Vorliegender Auszug:
▬▬▬▬▬▬

CORINNE GEERING

MITHOLZ (THEO STICH)

Hinter der Felswand beim Dorf Mitholz im bernischen Kandertal harrt eine lange unbekannte Gefahr für die lokale Bevölkerung. Kurz nach dem Zweiten Weltkrieg ereignete sich in der Nacht auf den 20. Dezember 1947 in einem dort untergebrachten, geheimen Munitionslager der Schweizerischen Armee eine grosse Explosion, die neun Menschen tötete und mehrere Häuser zerstörte. 2018 sprach der Dokumentarfilmer Theo Stich, der sich auf historische Themen spezialisiert hat, mit den Mitholzer_innen über ihre Erinnerungen an die Explosion, als das Thema seines geplanten Films unverhofft an neuer Brisanz gewann. Der Filmemacher folgte der Dorfbevölkerung zu einer kurzfristig anberaumten Informationsveranstaltung des Eidgenössischen Departements für Verteidigung, Bevölkerungsschutz und Sport (VBS), bei der ihnen mitgeteilt wurde, dass die Gefahr des Munitionslagers noch lange nicht gebannt war und sie das Dorf in naher Zukunft werden verlassen müssen.
 
Mitholz erzählt die Geschichte eines Dorfes in Ungewissheit über seine Zukunft. Dabei wartet die Ko-Produktion zwischen Theo Stichs Lumenfilm und dem Schweizer Radio und Fernsehen (SRF) mit keinen ästhetischen Experimenten auf und besticht anstatt durch seine mit Bedacht ausgewählten Gesprächspartner_innen. Viele der porträtierten Dorfbewohner_innen leben seit Generationen in Mitholz und ihre Familien waren von der Explosion von 1947 direkt betroffen, so dass im Dokumentarfilm Erinnerungen und Gedanken zur bevorstehenden Evakuation fliessend ineinander übergehen. Bereits während des Krieges wurde ihnen erzählt, dass in den Stollen nicht Waffen, sondern Makkaroni zur Ernährung der Bevölkerung eingelagert würden. Nach der Explosion wiederum wurde ihnen über Jahrzehnte versichert, dass keine Gefahr mehr für sie bestehe.

▬▬▬▬▬▬

Aufgaben im Überblick:
1. Stimmen die folgenden Aussagen mit dem Auszug über Mitholz überein? Antworte jeweils mit Ja oder Nein und zitiere die entscheidenden Worte des Auszugs.
(a) Bei der Explosion im Munitionslager kamen neun Menschen ums Leben.
(b) Der Film setzt auf ästhetische Experimente.
(c) Während des Krieges hieß es gegenüber der Bevölkerung, in den Stollen lagerten Waffen.
2. Beantworte anhand des Auszugs über Mitholz diese Fragen:
(a) In welcher Nacht ereignete sich die Explosion?
(b) Welches Departement führte die Informationsveranstaltung für die Dorfbevölkerung durch?
(c) Wer hat den Film gemeinsam produziert?
3. Schreibe einen Abschnitt aus dem Auszug über Mitholz wortgetreu ab. Setze bei den Worten „Mitholz erzählt die“ ein und höre nach „für sie bestehe.“ auf.
Die Daten stehen in keinem Zusammenhang mit dem Auszug.

▬▬▬▬▬▬

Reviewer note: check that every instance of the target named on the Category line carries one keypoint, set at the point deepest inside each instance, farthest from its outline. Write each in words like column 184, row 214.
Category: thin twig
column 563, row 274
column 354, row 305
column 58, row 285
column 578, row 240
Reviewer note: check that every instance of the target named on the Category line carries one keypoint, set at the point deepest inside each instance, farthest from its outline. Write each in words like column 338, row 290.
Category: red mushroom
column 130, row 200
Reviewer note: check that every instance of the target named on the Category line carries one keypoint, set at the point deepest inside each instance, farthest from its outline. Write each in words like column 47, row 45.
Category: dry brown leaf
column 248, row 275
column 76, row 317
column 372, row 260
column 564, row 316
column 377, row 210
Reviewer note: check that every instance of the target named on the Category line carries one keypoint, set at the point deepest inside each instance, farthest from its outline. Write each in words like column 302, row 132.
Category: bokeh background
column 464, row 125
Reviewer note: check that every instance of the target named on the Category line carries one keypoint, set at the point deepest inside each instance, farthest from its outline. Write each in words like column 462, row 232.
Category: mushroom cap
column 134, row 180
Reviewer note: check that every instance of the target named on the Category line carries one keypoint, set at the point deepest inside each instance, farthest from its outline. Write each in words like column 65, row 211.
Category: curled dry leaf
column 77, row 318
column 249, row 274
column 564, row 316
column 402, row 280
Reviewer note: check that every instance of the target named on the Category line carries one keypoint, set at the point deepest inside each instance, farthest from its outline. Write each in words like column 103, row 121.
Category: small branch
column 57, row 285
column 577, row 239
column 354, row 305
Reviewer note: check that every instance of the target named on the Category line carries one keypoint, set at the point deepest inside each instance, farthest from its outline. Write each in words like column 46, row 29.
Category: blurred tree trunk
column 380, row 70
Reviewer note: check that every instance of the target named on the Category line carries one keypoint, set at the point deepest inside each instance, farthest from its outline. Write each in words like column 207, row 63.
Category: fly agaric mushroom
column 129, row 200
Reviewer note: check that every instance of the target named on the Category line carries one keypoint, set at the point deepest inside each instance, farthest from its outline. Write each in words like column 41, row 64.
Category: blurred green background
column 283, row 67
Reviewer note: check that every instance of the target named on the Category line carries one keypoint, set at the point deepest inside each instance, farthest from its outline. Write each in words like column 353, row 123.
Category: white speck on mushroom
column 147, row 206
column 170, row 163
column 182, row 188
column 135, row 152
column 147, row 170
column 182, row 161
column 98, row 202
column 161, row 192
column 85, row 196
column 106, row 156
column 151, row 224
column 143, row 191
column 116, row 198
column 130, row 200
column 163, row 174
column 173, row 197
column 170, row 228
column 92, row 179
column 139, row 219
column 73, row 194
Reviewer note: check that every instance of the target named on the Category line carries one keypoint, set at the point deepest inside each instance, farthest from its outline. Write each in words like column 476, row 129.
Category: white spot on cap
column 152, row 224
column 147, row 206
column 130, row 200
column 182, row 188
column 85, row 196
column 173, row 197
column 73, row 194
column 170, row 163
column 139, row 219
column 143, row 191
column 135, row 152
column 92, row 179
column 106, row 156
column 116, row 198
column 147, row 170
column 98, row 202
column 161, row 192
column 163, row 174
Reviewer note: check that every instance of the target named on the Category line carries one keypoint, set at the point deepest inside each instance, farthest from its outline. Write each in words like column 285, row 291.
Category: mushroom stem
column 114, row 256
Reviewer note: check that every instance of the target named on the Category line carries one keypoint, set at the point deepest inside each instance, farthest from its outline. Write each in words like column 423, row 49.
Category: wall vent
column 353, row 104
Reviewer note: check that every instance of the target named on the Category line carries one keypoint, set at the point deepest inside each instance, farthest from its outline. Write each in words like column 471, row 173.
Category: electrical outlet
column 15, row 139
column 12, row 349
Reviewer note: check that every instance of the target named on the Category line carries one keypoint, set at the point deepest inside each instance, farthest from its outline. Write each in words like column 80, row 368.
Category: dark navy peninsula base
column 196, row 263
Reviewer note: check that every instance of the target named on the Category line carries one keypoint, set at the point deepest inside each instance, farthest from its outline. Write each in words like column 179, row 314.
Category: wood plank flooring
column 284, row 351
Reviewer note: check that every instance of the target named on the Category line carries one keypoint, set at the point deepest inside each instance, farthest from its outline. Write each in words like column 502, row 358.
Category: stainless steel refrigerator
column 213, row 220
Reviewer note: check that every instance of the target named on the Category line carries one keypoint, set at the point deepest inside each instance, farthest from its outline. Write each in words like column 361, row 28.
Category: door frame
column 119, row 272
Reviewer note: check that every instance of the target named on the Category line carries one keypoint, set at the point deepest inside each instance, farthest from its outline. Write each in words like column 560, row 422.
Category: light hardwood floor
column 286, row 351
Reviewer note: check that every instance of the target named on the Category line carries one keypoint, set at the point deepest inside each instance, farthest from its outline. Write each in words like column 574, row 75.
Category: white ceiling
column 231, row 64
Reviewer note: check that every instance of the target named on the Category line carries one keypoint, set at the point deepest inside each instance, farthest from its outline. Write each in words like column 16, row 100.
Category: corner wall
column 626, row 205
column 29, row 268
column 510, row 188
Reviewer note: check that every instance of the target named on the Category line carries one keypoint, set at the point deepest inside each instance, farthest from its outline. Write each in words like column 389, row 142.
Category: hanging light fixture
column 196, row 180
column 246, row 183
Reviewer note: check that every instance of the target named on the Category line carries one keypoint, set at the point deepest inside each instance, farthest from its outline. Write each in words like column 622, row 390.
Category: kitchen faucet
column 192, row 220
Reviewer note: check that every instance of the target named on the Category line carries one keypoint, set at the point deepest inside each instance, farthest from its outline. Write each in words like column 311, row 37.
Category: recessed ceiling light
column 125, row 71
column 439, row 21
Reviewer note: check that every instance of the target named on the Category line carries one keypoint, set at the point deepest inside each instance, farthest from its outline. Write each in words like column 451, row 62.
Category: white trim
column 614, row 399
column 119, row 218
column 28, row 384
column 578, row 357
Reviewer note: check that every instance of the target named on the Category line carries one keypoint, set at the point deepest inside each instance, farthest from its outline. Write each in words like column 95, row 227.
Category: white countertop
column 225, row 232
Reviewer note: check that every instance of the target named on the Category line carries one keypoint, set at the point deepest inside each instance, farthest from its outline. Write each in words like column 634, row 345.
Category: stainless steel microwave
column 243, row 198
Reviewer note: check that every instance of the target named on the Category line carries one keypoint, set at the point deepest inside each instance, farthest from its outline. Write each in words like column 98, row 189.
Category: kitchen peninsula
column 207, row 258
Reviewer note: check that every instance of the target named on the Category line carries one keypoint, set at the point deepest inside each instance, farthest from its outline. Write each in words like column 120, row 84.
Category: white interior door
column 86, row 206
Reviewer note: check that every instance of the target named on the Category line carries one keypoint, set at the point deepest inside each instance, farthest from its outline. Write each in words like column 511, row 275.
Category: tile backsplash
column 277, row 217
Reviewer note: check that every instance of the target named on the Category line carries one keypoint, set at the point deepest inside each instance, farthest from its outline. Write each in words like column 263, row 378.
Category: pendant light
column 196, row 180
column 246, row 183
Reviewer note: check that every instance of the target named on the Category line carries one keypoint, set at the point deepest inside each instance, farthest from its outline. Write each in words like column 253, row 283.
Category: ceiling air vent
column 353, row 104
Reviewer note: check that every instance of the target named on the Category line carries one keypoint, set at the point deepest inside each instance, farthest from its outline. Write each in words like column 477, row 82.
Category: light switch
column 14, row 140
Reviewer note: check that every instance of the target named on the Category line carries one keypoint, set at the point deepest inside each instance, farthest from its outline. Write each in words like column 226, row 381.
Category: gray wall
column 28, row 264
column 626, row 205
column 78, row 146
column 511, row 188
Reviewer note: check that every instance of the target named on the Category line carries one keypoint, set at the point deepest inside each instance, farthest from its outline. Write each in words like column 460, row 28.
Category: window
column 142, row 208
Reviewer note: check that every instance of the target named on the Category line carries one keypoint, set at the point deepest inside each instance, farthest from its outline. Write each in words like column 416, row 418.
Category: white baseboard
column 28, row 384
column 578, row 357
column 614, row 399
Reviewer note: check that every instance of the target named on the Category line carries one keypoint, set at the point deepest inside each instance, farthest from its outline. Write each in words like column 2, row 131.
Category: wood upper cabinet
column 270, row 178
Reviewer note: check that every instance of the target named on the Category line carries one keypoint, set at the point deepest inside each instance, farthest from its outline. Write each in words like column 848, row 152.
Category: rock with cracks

▬▬▬▬▬▬

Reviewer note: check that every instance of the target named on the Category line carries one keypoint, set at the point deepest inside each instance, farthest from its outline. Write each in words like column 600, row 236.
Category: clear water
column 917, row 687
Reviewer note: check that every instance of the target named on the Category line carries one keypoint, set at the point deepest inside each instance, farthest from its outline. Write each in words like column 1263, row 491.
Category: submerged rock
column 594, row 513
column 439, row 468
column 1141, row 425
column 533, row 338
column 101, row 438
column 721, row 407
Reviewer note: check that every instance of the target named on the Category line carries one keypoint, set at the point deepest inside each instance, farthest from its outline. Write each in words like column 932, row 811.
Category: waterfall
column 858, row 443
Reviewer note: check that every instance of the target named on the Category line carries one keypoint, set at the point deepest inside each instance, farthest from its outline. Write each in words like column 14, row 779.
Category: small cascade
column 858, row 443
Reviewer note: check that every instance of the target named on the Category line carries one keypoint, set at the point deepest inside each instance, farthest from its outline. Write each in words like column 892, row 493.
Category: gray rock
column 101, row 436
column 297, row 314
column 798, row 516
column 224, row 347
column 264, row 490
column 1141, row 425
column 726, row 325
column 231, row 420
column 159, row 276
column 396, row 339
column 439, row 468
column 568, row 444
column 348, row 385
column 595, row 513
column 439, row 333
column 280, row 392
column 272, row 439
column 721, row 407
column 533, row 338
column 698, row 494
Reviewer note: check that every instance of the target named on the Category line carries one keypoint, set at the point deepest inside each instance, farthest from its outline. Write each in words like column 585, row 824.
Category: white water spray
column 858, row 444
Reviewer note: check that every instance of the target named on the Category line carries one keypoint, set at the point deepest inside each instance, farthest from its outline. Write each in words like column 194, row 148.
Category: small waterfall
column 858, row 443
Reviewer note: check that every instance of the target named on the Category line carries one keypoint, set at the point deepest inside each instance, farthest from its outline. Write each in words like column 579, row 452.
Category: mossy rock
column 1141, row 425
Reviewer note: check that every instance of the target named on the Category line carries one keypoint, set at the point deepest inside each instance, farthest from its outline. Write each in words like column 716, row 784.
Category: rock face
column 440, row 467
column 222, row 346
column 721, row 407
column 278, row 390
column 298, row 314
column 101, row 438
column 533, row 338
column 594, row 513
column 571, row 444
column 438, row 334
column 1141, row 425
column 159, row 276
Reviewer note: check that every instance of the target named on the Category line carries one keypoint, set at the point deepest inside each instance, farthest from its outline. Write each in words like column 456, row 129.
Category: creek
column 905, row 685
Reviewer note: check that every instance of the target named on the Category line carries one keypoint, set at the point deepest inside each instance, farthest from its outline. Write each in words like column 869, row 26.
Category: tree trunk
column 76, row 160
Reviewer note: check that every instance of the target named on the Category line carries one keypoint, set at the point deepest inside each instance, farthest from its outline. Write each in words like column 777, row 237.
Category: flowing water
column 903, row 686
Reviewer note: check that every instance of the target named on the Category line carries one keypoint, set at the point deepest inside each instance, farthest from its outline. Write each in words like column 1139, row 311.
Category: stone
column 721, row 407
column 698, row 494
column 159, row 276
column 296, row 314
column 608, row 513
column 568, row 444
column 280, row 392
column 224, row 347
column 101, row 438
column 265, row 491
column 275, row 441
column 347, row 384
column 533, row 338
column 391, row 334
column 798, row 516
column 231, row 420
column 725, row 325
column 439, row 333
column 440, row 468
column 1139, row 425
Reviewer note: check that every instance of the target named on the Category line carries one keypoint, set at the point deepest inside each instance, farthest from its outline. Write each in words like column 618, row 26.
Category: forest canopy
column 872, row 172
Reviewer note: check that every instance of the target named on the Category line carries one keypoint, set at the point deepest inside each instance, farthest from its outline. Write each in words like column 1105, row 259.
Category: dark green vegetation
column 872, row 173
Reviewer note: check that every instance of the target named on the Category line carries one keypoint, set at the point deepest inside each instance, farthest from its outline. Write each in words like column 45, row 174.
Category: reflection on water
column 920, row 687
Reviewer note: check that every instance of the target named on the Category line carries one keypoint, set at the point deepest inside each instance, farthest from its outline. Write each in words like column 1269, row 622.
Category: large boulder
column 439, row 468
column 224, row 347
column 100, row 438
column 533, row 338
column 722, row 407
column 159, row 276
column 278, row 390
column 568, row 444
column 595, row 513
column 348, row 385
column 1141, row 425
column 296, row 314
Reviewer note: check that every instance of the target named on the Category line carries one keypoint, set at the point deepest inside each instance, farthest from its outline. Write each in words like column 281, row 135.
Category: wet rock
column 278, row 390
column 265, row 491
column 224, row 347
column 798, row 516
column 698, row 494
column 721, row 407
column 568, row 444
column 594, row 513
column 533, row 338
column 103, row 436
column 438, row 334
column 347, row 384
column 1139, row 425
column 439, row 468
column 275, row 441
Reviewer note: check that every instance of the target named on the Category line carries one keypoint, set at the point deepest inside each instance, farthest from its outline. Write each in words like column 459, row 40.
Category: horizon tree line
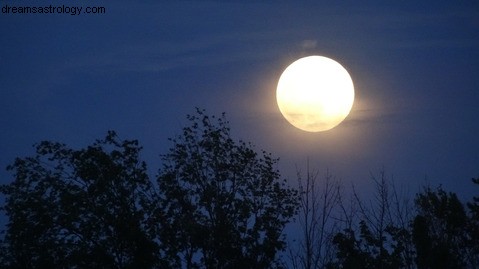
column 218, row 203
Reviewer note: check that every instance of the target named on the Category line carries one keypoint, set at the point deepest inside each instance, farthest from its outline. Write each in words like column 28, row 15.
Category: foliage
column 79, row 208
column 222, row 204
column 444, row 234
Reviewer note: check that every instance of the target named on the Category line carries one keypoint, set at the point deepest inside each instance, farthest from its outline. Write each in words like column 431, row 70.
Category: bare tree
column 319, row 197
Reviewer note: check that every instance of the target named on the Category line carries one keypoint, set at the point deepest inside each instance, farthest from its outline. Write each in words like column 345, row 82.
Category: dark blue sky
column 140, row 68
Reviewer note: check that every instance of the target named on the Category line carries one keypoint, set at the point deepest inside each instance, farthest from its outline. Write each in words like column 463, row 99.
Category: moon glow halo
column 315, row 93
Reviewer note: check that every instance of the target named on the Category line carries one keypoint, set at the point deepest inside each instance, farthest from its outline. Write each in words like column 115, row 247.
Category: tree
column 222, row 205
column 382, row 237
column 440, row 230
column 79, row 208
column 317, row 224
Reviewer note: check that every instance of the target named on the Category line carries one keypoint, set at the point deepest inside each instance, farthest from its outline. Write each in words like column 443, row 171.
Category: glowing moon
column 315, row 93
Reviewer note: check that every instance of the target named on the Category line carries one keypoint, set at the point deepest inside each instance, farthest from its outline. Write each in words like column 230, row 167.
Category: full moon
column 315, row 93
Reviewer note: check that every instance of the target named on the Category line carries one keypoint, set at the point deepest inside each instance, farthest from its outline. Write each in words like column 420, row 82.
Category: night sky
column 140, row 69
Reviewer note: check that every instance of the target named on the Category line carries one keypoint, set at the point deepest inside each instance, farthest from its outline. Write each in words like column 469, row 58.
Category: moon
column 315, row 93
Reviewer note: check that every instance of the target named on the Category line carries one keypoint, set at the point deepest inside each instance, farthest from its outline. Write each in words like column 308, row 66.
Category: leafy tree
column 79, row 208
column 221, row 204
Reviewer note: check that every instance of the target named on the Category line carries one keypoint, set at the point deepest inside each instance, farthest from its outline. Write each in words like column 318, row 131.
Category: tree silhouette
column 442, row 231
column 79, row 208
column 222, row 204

▬▬▬▬▬▬

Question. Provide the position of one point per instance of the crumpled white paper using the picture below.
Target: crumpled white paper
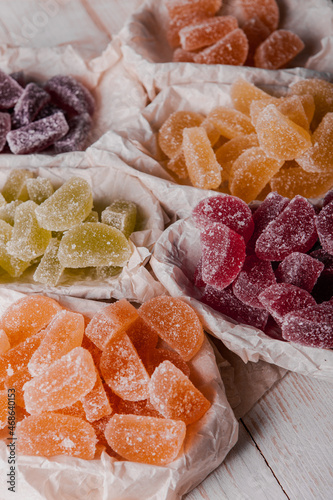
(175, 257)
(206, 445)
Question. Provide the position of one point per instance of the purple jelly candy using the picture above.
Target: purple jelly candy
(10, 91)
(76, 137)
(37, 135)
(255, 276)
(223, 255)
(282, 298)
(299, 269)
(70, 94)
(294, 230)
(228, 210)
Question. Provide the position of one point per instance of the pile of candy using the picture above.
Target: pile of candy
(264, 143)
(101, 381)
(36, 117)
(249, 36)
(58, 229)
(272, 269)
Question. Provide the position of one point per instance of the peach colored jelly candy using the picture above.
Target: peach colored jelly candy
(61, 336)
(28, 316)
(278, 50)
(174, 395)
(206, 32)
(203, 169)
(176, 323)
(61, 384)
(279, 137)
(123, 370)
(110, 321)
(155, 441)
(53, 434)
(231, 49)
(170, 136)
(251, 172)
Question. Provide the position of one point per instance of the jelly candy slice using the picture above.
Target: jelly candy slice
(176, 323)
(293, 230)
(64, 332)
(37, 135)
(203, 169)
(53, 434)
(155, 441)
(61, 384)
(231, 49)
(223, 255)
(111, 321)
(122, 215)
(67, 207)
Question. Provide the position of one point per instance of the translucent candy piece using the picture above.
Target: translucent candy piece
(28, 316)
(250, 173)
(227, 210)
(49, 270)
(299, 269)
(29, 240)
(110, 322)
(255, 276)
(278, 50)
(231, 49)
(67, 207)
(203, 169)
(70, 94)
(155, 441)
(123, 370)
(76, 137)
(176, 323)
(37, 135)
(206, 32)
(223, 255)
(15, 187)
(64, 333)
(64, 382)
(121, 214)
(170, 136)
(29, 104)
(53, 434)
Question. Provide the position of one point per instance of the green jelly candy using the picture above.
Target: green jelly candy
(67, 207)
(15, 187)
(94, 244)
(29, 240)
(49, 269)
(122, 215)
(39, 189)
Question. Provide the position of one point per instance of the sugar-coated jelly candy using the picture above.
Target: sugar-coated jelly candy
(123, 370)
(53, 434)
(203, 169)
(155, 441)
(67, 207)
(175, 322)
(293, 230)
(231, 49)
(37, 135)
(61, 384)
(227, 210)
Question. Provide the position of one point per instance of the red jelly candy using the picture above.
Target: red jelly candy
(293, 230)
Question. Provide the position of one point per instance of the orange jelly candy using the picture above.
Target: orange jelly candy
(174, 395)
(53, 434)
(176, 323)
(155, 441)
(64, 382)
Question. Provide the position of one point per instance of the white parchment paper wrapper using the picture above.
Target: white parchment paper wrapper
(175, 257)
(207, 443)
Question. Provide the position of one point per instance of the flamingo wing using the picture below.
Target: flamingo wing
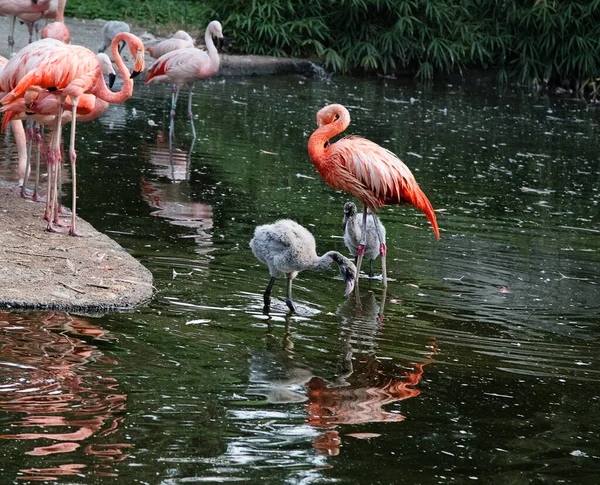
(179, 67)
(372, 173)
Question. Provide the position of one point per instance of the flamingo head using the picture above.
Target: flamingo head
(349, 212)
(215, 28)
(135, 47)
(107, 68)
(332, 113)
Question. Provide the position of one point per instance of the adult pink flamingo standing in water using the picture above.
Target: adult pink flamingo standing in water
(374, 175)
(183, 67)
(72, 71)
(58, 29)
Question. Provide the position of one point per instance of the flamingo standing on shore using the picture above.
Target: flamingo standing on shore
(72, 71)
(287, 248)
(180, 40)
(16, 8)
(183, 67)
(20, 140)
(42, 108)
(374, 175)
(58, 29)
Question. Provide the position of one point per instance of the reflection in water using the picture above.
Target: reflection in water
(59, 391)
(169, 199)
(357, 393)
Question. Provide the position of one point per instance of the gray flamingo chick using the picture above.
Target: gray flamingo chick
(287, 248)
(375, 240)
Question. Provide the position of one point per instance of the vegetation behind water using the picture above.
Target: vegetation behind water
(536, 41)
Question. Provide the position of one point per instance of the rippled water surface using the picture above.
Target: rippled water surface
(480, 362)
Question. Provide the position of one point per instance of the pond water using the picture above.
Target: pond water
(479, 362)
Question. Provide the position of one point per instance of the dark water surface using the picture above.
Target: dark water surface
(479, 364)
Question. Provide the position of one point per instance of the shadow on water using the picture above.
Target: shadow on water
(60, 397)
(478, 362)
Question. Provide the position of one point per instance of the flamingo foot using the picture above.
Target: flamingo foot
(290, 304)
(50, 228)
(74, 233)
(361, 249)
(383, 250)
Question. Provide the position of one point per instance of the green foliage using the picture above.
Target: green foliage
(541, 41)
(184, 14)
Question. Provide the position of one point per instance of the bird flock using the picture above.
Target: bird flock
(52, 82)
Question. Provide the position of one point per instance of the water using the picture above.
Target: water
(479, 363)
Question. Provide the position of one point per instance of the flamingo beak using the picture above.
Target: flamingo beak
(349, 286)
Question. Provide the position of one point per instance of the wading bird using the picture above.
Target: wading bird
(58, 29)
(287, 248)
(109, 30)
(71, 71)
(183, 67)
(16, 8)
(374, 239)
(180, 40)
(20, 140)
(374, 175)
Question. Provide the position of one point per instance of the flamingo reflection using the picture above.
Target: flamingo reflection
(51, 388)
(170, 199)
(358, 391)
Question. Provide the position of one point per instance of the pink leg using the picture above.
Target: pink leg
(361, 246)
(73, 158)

▬▬▬▬▬▬

Lösungen je Aufgabe:
1.
(a) Ja: „die neun Menschen tötete und mehrere Häuser zerstörte“
(b) Nein: „wartet die Ko-Produktion zwischen Theo Stichs Lumenfilm und dem Schweizer Radio und Fernsehen (SRF) mit keinen ästhetischen Experimenten auf“
(c) Nein: „dass in den Stollen nicht Waffen, sondern Makkaroni zur Ernährung der Bevölkerung eingelagert würden“

2.
(a) In der Nacht auf den 20. Dezember 1947.
(b) Das Eidgenössische Departement für Verteidigung, Bevölkerungsschutz und Sport (VBS).
(c) Theo Stichs Lumenfilm und das Schweizer Radio und Fernsehen (SRF).

3.
Mitholz erzählt die Geschichte eines Dorfes in Ungewissheit über seine Zukunft. Dabei wartet die Ko-Produktion zwischen Theo Stichs Lumenfilm und dem Schweizer Radio und Fernsehen (SRF) mit keinen ästhetischen Experimenten auf und besticht anstatt durch seine mit Bedacht ausgewählten Gesprächspartner_innen. Viele der porträtierten Dorfbewohner_innen leben seit Generationen in Mitholz und ihre Familien waren von der Explosion von 1947 direkt betroffen, so dass im Dokumentarfilm Erinnerungen und Gedanken zur bevorstehenden Evakuation fliessend ineinander übergehen. Bereits während des Krieges wurde ihnen erzählt, dass in den Stollen nicht Waffen, sondern Makkaroni zur Ernährung der Bevölkerung eingelagert würden. Nach der Explosion wiederum wurde ihnen über Jahrzehnte versichert, dass keine Gefahr mehr für sie bestehe.